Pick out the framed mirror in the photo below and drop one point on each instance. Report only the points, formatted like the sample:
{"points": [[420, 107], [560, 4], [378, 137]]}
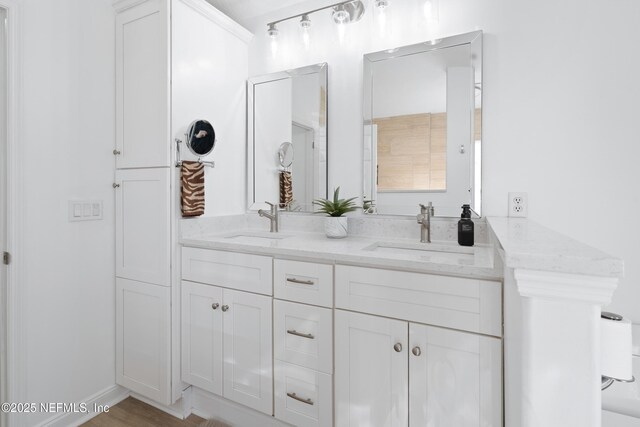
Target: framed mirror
{"points": [[423, 126], [287, 114], [201, 138]]}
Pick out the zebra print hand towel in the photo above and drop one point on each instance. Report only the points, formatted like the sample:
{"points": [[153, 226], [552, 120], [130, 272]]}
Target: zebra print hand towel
{"points": [[192, 188]]}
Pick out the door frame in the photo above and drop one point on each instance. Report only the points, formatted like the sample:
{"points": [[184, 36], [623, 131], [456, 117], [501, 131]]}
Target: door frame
{"points": [[14, 389]]}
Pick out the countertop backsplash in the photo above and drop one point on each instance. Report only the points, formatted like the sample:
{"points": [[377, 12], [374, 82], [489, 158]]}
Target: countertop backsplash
{"points": [[380, 226]]}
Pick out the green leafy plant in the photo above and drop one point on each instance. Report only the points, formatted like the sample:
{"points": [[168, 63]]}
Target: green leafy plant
{"points": [[337, 206]]}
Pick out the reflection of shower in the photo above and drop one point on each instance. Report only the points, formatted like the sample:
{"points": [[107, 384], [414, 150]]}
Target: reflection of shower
{"points": [[305, 169]]}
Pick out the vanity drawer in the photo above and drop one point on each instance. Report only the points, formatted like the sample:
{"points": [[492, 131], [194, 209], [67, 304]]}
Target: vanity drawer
{"points": [[302, 396], [305, 282], [466, 304], [252, 273], [303, 335]]}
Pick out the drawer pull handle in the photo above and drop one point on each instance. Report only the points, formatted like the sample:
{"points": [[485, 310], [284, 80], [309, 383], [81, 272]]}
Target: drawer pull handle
{"points": [[299, 399], [300, 334], [300, 282]]}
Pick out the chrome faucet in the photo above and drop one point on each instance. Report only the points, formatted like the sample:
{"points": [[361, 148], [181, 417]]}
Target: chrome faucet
{"points": [[424, 219], [273, 216]]}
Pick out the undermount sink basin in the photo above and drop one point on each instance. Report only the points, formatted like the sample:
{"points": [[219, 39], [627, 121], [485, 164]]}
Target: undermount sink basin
{"points": [[255, 236], [424, 250]]}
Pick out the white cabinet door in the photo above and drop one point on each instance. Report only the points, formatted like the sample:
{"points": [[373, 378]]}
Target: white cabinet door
{"points": [[371, 383], [143, 226], [202, 336], [143, 342], [248, 366], [454, 378], [142, 86]]}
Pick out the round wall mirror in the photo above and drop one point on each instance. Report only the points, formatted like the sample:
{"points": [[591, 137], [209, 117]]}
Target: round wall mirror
{"points": [[285, 153], [201, 138]]}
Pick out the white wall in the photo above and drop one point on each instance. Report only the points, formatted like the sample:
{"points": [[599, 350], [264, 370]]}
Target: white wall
{"points": [[561, 107], [68, 135]]}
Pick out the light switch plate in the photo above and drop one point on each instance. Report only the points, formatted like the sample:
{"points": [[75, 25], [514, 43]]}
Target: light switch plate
{"points": [[85, 210]]}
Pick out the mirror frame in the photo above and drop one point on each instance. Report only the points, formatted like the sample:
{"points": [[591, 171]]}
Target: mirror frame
{"points": [[322, 70], [474, 40], [189, 135]]}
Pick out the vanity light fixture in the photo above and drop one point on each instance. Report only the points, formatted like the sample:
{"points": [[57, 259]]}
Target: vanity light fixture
{"points": [[273, 30], [340, 15], [382, 4], [305, 24], [344, 12]]}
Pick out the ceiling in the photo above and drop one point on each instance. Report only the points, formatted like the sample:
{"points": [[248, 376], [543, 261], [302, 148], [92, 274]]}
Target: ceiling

## The task
Pull out all lines containing the word "ceiling" from the entries above.

## Reply
Pick out the ceiling in the photo above and drop one point on each instance. Report only the points, formatted like the sample:
Target: ceiling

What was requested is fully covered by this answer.